● **DATA ROWS**:
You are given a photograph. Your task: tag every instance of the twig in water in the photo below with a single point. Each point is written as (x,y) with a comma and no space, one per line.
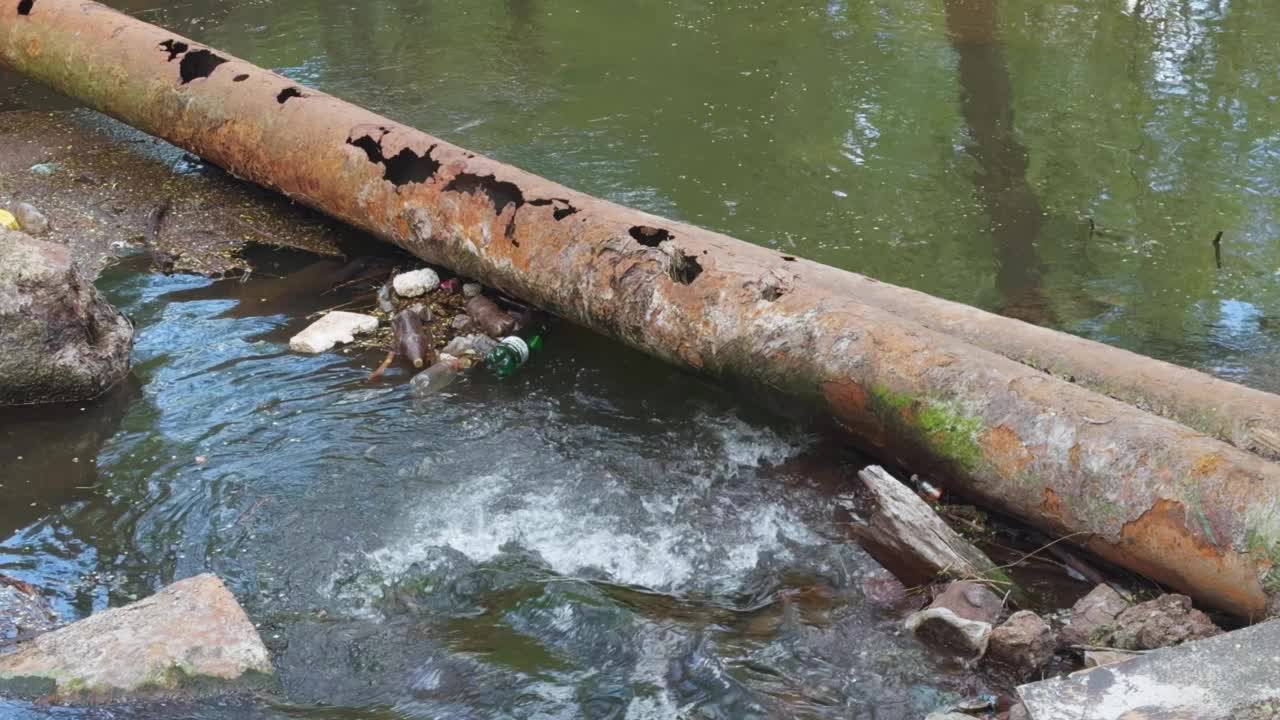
(1042,548)
(387,363)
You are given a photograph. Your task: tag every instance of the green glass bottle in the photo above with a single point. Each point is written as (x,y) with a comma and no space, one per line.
(511,355)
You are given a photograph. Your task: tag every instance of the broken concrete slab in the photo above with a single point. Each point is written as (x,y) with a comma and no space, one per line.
(334,328)
(1233,675)
(191,638)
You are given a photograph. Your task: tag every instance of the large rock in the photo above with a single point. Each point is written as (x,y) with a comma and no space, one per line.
(62,341)
(972,601)
(1228,677)
(1024,643)
(959,620)
(1164,621)
(23,613)
(191,638)
(1093,616)
(944,630)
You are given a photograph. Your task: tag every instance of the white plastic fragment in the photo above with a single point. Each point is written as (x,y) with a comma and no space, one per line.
(416,283)
(334,328)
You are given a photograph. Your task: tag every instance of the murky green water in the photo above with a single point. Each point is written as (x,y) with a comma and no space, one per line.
(604,537)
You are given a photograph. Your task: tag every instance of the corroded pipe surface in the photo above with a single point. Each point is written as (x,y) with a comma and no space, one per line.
(1152,495)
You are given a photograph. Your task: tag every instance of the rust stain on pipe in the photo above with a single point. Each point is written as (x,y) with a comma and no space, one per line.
(1010,434)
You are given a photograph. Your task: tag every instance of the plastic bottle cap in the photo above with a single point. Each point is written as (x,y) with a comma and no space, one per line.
(519,346)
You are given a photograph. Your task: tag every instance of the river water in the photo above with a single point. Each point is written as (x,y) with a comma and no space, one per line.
(602,536)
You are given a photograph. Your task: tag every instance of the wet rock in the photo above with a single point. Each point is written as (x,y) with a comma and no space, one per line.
(470,345)
(190,638)
(334,328)
(489,318)
(944,630)
(423,311)
(62,340)
(416,283)
(1228,677)
(972,601)
(1024,643)
(1101,657)
(1164,621)
(1093,615)
(32,222)
(23,611)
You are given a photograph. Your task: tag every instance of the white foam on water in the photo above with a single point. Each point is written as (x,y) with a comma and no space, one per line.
(670,534)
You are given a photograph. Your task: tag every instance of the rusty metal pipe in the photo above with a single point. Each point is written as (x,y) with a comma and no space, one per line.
(1152,495)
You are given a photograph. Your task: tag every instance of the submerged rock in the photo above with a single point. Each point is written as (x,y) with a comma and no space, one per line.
(190,638)
(1164,621)
(62,340)
(944,630)
(334,328)
(972,601)
(23,613)
(959,620)
(33,222)
(1024,643)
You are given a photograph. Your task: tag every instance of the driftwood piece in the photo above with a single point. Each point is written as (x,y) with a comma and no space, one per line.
(885,365)
(905,536)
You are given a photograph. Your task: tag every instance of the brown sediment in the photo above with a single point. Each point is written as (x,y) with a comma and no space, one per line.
(944,388)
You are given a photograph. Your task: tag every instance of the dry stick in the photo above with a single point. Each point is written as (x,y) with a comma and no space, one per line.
(1042,548)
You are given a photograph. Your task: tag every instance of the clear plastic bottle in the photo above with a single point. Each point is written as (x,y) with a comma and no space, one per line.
(437,377)
(511,355)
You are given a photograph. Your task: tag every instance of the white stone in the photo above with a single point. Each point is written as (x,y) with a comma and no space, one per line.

● **TASK**:
Could you retype the whole listing above word for word, leaving out the picture?

● **FULL OUTPUT**:
You are given a photograph. Your task: tag every instance of the twig in water in the photo below with a single point. Each point is written as (x,y) with a comma and no space, one per line.
(1042,548)
(387,363)
You are given a photograph. Your task: tag every instance of the green glass bottle in the photo above with a single point. Each point is written as (x,y) with a comma and no space, one per line.
(511,355)
You are given a photograph. Your task: tag every instance of the broken concrete slab in the photo above with a single point. Each point is written as (x,y) with a comma and no space, one per line.
(334,328)
(1233,675)
(191,638)
You are given a photograph. Your task: tag every instance of the large rock in the photo above with a single point. Each point is written as (x,y) with a comma and no space, one per line.
(62,341)
(972,601)
(1228,677)
(1024,643)
(959,620)
(1164,621)
(23,613)
(191,638)
(1093,616)
(944,630)
You are given a photograph. Your task: tag every instance of the white plastic fragment in the photo above with a single point. Each point is written as (x,y) with a comma and no space, one per line.
(416,283)
(334,328)
You are given a photograph. Your task: tag every instance of the murky green water in the photo above with a single point. Each point is written as (x,y) with a comma and no space, one per line.
(604,537)
You are given a photograph. Your task: tag every instance of the corroded pipe surface in the photo above with a single point. Each point is written as (x,y) with a comma and no space, one per line.
(1152,495)
You are given a photograph. Your task: tag every instance of the rust stain on pipe in the photo above with a single point. Each point is written as (x,y) with a comma and no space, one per line.
(1010,434)
You are given a photograph. Your task: tag every instance of the plastic bottle cap in the photo above with a single point. Each point is written as (x,y) with a comma and no space, one per line.
(519,346)
You are given a photograph. Your task: tag every instance of the river water in the photo above with a single point. Each point is written as (x,y) with a comma and no space, one per line.
(602,536)
You are given a photograph. Your task: tag every instance of the wet rock in the photo above with a single point. Each point is written as (x,y) with a comma and no space, one per line.
(470,345)
(190,638)
(334,328)
(489,318)
(944,630)
(423,311)
(62,340)
(416,283)
(1228,677)
(972,601)
(1024,643)
(1101,657)
(1164,621)
(1093,615)
(32,222)
(23,611)
You are given a photograph. Your task: tag every instance of the white foam on water in the photo above with a single point. Each point is written as (x,y) with a comma and no space, one per line.
(670,534)
You are given a photograph. Your task: tag every instance of the rusty metal pipe in the photo above with a single point. Each point is written as (x,y) with a comma and no space, one per line.
(1152,495)
You are given a photograph. Your task: tag every instance of the submerged rock in the photo above with a single point. Each point is written as (x,y) with a comma and no space, one per line.
(190,638)
(1164,621)
(62,340)
(944,630)
(334,328)
(972,601)
(23,613)
(959,620)
(33,222)
(1024,643)
You are given a photograph. Your task: tag every instance of the driftwood piece in the photo above with a single point. Each point is written as (x,y) with a comma and no space, one per line.
(885,365)
(905,536)
You are given a photograph. Your task: tag every instance of the brown sediment in the photo above with a single point. Each point is written as (x,y) with a comma and no space, one per line.
(944,388)
You are given a photograph. Your task: tag every instance of the dry stick in the photo above with a single point. Each point is written as (x,y) with a comma and no space, one per line.
(1042,548)
You are given a photograph. Your task: tag every instance of the clear plastic bottle in the photo above with a single point. Each point is written as (x,y) with a comma and no space, one per line.
(437,377)
(511,355)
You are given a photograph. Your task: tag every instance of the white stone in the photo above with a single point. Each point is written as (x,y) with a comma and no space, one per line.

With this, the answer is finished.